TEXTE FOURNI:
↓

Faites donc cette expérience : capturez un oiseau, puis peignez-lui les plumes de couleurs vives, bien éloignées de ses couleurs d'origine et relâchez-le dans la nature. Naturellement il volera vers ses congénères, qui ne le reconnaissant pas comme un des leurs, s'empresseront de le tuer au plus vite. C'est un peu ce qui arriva à ce livre, qui fut très criqué, semble-t-il à la fois par les survivants de la Shoah et par les autorités politiques d'Europe de l'Est qui lancèrent des campagnes contre le livre et l'auteur. Ce livre fut même interdit.
Et j'avoue que ce livre m'a dérangé, m'a intrigué, mais qu'à aucun moment je n'ai eu envie de l'abandonner. Il est si particulier, si unique.
Un gamin, juif polonais est confié par ses parents à une famille d'accueil. Il est lui aussi cet oiseau bariolé, il n'a pas du tout le physique des autres enfants, et de ce fait est souvent rejeté. Juif, il a la peau mate et ses cheveux sont très noirs ...il est différent de cette population blonde aux yeux clairs...
Est-ce autobiographique ? Sans doute en grande partie. L'auteur s'en défend cependant dans la préface : "Je décidai que moi aussi je situerais mon ouvrage dans un domaine mythique, dans le présent fictif hors du temps, libéré des contraintes de la géographie ou de l’histoire. Mon roman s’appellerait L’oiseau bariolé." (P. 10) . Quand on considère son parcours de vie on peut trouver de nombreuses similitudes.

↑

CONSIGNE 1:
Restituez, tel quel, le passage de la critique de L'oiseau bariolé qui va de "Est-ce autobiographique ?" jusqu'à "de nombreuses similitudes.".
CONSIGNE 2:
Résumez en deux phrases la critique de L'oiseau bariolé.
CONSIGNE 3:
Écrivez la suite de la critique de L'oiseau bariolé à partir de l'endroit où elle s'arrête.

ENREGISTREMENTS FOURNIS:
↓

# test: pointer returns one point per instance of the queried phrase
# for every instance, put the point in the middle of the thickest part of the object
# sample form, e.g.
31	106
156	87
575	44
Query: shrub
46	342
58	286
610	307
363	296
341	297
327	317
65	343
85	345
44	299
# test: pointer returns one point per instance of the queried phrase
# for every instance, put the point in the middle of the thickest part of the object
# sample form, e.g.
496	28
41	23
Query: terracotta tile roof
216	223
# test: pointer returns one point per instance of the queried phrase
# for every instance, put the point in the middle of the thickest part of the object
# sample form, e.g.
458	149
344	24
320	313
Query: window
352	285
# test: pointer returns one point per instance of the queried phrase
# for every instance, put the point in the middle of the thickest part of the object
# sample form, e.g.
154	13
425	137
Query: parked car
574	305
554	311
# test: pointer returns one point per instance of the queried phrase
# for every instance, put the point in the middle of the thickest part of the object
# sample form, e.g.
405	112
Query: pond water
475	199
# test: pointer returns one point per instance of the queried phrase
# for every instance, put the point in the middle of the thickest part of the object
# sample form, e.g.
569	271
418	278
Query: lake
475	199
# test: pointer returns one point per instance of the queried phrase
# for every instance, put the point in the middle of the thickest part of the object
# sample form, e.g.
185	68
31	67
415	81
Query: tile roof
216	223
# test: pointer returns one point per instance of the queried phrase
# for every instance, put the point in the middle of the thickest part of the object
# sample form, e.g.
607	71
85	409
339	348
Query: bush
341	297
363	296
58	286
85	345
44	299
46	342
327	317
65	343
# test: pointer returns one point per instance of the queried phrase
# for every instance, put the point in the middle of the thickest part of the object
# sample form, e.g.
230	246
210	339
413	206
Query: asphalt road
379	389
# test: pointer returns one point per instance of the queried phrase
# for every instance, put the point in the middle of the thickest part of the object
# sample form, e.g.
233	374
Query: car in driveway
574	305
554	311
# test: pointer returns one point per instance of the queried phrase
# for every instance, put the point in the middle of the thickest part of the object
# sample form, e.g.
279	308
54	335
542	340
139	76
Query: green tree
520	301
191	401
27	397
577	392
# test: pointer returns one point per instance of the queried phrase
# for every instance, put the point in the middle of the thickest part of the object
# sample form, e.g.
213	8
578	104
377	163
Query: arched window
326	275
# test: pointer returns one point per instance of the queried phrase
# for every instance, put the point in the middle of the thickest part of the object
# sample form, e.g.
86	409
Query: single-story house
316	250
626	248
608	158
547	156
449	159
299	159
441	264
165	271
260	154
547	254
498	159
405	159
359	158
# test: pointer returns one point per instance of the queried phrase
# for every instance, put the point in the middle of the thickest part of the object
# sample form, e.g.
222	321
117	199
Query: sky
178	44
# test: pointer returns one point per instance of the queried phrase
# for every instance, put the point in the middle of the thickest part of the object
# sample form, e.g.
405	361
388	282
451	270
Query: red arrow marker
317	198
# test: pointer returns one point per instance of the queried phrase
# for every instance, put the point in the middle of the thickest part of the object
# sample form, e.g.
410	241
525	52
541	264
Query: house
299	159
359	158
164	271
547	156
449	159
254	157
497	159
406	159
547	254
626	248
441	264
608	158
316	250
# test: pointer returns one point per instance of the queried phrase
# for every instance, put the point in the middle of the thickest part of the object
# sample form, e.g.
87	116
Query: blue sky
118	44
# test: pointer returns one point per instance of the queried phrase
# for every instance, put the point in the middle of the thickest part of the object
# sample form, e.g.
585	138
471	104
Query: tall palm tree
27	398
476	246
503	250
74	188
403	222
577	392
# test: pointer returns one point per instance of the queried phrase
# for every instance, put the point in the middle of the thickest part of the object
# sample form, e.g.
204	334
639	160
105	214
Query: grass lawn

↑

RÉPONSE 1:
Est-ce autobiographique ? Sans doute en grande partie. L'auteur s'en défend cependant dans la préface : "Je décidai que moi aussi je situerais mon ouvrage dans un domaine mythique, dans le présent fictif hors du temps, libéré des contraintes de la géographie ou de l’histoire. Mon roman s’appellerait L’oiseau bariolé." (P. 10) . Quand on considère son parcours de vie on peut trouver de nombreuses similitudes.

RÉPONSE 2:
Cette critique présente L'oiseau bariolé comme un livre dérangeant mais unique, très critiqué et même interdit, qui suit un enfant juif polonais confié à une famille d'accueil et souvent rejeté parce que son physique le distingue des autres. L'auteur affirme dans la préface avoir situé son roman hors du temps et de l'histoire, mais le critique le tient sans doute pour largement autobiographique, au vu des nombreuses similitudes avec son parcours de vie.

RÉPONSE 3:
Mais aussi des faits surréalistes, qui, si on les prend pour argent comptant, font passer une grand partie de ceux qui l'ont accueilli pour des dégénérés, des tarés congénitaux, des monstres, écorchant vifs des lapins, arrachant les yeux de ceux qui lorgnent sur leur épouse, superstitieux, violents... En cela on peut comprendre - sans l'admettre - que les autorités de ces pays de l'est ayant basculé, après guerre dans le communisme aient décidé d'interdire cet ouvrage. Il faut certainement le lire, en partie, au second degré, comme une parabole.
En forçant le trait Jerzy Kosinski réussit à nous émouvoir et surtout à nous faire réfléchir sur la notion de témoignage. Nombreux furent ceux qui écrivirent à la fin de la guerre leur peur, les crimes qu'ils virent. Lui est allé bien au delà de ce que d'autres écrivirent, bien au delà dans certaines horreurs, bien au delà de ce que nous avions déjà lu quant aux horreurs perpétrées par les nazis. Il a jouté la méchanceté, les monstruosités faites par bêtise, faites par le naturel des populations qui l'accueillirent. En cela il est terrible.
L'auteur alterne à la fois ces narrations fantastiques, mêlant surnaturel, horreur, insolite ou monstres, et la réalité bien sombre des trains de déportés, des combats de l'armée rouge, des exécutions, du racisme. Des témoignages difficilement crédibles, presque rabelaisiens parfois, côtoyant des faits et des réactions populaires avérées.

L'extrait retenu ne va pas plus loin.